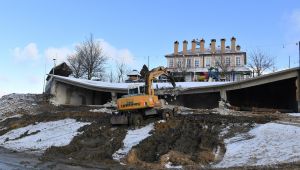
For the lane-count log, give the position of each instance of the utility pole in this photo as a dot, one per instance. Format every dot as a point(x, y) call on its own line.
point(148, 63)
point(299, 53)
point(53, 65)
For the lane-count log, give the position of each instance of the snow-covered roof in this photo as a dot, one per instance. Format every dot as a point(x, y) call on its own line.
point(207, 51)
point(134, 73)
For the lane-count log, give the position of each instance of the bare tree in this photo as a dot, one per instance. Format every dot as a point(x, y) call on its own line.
point(121, 71)
point(91, 55)
point(75, 64)
point(259, 62)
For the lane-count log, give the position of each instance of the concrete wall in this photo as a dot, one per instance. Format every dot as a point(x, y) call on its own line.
point(68, 94)
point(196, 101)
point(275, 95)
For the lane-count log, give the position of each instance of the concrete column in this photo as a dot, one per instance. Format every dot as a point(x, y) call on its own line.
point(114, 96)
point(298, 91)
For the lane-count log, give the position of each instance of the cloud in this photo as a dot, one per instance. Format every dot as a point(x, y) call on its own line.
point(117, 55)
point(2, 93)
point(29, 52)
point(60, 54)
point(33, 79)
point(4, 78)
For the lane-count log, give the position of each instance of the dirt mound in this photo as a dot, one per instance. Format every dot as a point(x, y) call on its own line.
point(97, 143)
point(189, 139)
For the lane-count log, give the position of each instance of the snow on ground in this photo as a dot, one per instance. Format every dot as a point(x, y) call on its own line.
point(294, 114)
point(9, 117)
point(41, 135)
point(13, 103)
point(132, 138)
point(271, 143)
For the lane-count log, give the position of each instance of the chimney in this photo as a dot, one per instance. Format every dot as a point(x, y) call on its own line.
point(223, 45)
point(176, 43)
point(213, 46)
point(233, 40)
point(184, 47)
point(202, 49)
point(193, 46)
point(238, 48)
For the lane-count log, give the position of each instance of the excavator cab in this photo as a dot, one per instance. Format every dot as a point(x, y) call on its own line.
point(141, 101)
point(136, 90)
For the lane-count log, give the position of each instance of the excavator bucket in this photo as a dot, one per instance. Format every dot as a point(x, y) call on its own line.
point(119, 120)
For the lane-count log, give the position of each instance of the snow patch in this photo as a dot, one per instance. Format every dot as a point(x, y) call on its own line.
point(40, 136)
point(132, 138)
point(266, 144)
point(9, 117)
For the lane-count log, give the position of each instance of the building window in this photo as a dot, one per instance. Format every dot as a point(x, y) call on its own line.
point(218, 61)
point(207, 61)
point(238, 61)
point(188, 63)
point(197, 63)
point(179, 63)
point(171, 63)
point(227, 61)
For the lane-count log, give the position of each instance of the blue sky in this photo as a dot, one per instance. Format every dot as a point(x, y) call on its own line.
point(33, 32)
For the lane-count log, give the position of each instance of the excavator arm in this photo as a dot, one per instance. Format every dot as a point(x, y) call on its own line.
point(151, 75)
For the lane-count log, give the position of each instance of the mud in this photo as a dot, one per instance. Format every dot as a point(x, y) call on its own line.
point(190, 140)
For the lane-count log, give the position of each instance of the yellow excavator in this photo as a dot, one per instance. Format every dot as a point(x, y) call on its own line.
point(141, 101)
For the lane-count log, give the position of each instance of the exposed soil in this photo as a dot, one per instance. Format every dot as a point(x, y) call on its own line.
point(192, 140)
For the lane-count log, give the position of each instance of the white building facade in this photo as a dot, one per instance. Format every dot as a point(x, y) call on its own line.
point(198, 64)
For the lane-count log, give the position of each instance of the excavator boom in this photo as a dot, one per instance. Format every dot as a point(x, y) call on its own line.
point(156, 72)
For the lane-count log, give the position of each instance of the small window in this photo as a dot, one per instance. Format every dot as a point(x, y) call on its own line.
point(238, 61)
point(188, 63)
point(218, 61)
point(142, 89)
point(207, 62)
point(197, 63)
point(179, 63)
point(227, 61)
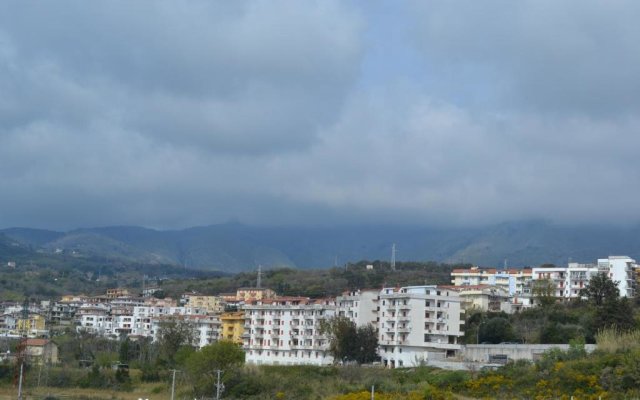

● Goal of the exercise
Please write out, exactly, every line from the line with "of the exposed" through the final line of the data above, leaving out pictures.

● Task solution
For the lane-count log, give the position of each instance of the exposed soil in this photo as a dot, one per instance. Format every dot as a point(x, y) call on its own line.
point(192, 140)
For the lane-count log, give the position of each instance of the white building facade in this photo as a dot, one per instance. Format every dot as a point(x, y) call on its own line.
point(198, 64)
For the lane-count log, give the position of each instance of the excavator boom in this photo as a dot, one per instance. Format every dot as a point(x, y) call on its own line.
point(156, 72)
For the lane-count log, give the position of each instance of the small window in this photo as a dot, one per instance. Format every dot as a point(x, y) call on its own line.
point(238, 61)
point(188, 63)
point(218, 61)
point(142, 89)
point(207, 62)
point(197, 63)
point(179, 63)
point(227, 61)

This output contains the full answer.